(meteorobs) ICOM PR1000 + FM Antenna on Channel 6 = No resultsyet
stange34 at sbcglobal.net
stange34 at sbcglobal.net
Tue Jun 12 01:15:28 EDT 2007
My take on this URL is that their site is central to a circular array of
channel 6 transmitters almost all equally distant. Under that condition it
is possible there is no PREFERRED direction to aim the antenna to receive
all of the stations reflected signals equally....
(But I do have a problem with that personally). I would not aim vertical,
especially with 1 or 2 stations in a specific direction, because it covers
only an area overhead whereas an aiming point lower toward those 1 or 2
stations would cover a longer distance & a larger section of the sky area
tho' the signal strength would be diminished from the greater distances. But
that is open to experimentation.
Apparently the receiver has selectable upper and lower offset. They appear
to be using the negative(?) side and about 700 Hz offset. I am not clear as
to why they think the doppler effect is occuring in only one direction when
it could occur with the meteor going away or approaching. Approaching would
give a stronger signal might be their thinking.
Anyway maybe someone else has better info. I am doing a lot of second
----- Original Message -----
From: "Siddhartha Jain" <siddhartha at siddharthajain.net>
To: "Global Meteor Observing Forum" <meteorobs at meteorobs.org>
Sent: 2007/06/11 15:07
Subject: Re: (meteorobs) ICOM PR1000 + FM Antenna on Channel 6 = No
> On 6/11/07, stange34 at sbcglobal.net <stange34 at sbcglobal.net> wrote:
>> Not sure what you are doing now.
>> I thought you were interested in the FM band.
> Yes, I started with that but after discovering that the FM range is
> completely cluttered in my area, I was forced to give up on it.
>> Channel 6 if it is in the frequency of 83 mhz is far below the maximum
>> frequency of the FM-6.
>> The URL data I sent you earlier shows an increasing LOSS of antenna gain
>> the low end of the FM band(88 mhz) with a FM-6.
>> You are operating apparently well below the antenna's FM design.

● **Aim 1**
Please list every distinct email address in the meteorobs post, written as the post gives it.
● **Aim 2**
Extend the meteorobs post about the Channel 6 antenna setup, picking up after its final line.
The entries after this point have no connection to the meteorobs post.

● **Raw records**
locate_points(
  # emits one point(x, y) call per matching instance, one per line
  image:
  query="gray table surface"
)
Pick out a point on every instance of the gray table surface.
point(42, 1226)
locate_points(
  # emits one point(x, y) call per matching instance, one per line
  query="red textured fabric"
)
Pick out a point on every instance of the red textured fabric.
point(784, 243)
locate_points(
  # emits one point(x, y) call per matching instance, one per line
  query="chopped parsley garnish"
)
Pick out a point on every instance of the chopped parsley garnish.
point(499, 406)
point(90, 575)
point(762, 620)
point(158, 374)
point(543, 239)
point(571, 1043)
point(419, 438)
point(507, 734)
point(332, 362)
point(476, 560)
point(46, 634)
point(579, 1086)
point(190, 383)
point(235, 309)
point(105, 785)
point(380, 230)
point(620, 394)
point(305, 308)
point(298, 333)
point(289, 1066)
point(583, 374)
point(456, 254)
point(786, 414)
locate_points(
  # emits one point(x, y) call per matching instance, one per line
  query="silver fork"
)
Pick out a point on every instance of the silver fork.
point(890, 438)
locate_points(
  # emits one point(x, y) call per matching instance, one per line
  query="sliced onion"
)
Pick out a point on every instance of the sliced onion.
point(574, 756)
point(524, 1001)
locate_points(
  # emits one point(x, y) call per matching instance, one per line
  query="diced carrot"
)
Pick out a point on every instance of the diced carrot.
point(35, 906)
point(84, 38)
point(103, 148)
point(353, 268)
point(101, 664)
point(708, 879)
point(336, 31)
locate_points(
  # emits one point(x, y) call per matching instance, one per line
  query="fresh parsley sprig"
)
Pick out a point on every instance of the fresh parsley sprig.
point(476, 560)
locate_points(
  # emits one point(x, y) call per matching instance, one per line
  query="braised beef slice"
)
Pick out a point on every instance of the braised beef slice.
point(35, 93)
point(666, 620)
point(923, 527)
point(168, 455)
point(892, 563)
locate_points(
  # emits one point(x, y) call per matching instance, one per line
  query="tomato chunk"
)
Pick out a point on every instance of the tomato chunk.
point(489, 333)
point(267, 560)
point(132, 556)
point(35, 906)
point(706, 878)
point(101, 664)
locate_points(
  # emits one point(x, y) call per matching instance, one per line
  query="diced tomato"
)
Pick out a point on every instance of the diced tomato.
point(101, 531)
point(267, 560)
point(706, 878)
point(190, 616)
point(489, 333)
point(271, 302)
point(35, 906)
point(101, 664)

● **Final answer 1**
stange34 at sbcglobal.net
siddhartha at siddharthajain.net
meteorobs at meteorobs.org

● **Final answer 2**
> That is what I understood as well but being a newbie with radio-stuff,
> I just wanted to confirm that it is the antenna that seems to be the
> biggest culprit here.
>> Not sure why you have a "splitter" in the system. Splitters decrease
> Yes, will remove that. The split was feeding the FM radio. But that's
> no longer required and can go away.
>> The CW filter should probably be set toward 15Khz. The 2.8Khz (3.0) may
>> too narrow for the audio spectrum of meteors. Not sure myself of where
>> meteor sound spectrum is most prevelant. Others may know.
> I tried to find the URL earlier before posting this message but
> couldn't find it. Here it is now the reason I chose the CW mode with
> the 3khz default filter.
> "The antenna we use [pictured left] is a 6-element Yagi; it is a
> commercially available cut-to-frequency channel 4 TV antenna sitting
> on the ground and pointed straight up," says Dr. Rob Suggs of the MSFC
> Engineering Directorate. "We use the CW demodulator on our Icom
> PCR-1000 so that 67.250 MHz (channel 4 zero offset) appears at about
> 700 Hz. This also inverts the passband so that the doppler shift of
> meteor echoes is reversed (frequency increases rather than decreases
> to the 'zero' frequency of the trail echo). The filter is set to 3 kHz
> bandwidth and the AGC is turned off."
>> I assume from your language the antenna is not truly straight up, but is
>> aimed at a distant zenith(60 miles up), MID-WAY between you and the
>> transmitting station.
>> I do not engage in RF meteor detection so this is ONLY my opinion of the
>> whole thing you are doing.....
> Thanks for your comments, Larry.
> - Siddhartha
>> ----- Original Message -----
>> From: "Siddhartha Jain" <siddhartha at siddharthajain.net>
>> To: "Global Meteor Observing Forum" <meteorobs at meteorobs.org>
>> Sent: 2007/06/11 12:59
>> Subject: (meteorobs) ICOM PR1000 + FM Antenna on Channel 6 = No results
>> > Hi,
>> > My setup:
>> > A Radioshack FM-6, connected to a RG6 cable via a 300-to-75ohm
>> > transformer, into a splitter, then connected to a ICOM PR1000 with a
>> > RG59 cable and F-to-BNC connector. The antenna points almost straight
>> > upward towards the zenith/south (There are a couple of Channel 6
>> > stations located southwards in Santa Barbara and San Diego)
>> > The PR1000 is tuned to 83.25Mhz (Channel 6) and set on CW mode (filter
>> > 3khz). The audio output goes into the soundcard of a pc and recorded
>> > thru audacity.
>> > So far all I have is a straight line when I look at the waveform of
>> > the recorded audio.
>> > Any suggestions to improve my chances of observing meteors? Or am I
>> > missing something here? Do you think its absolutely necessary to
>> > upgrade to a TV antenna for this purpose?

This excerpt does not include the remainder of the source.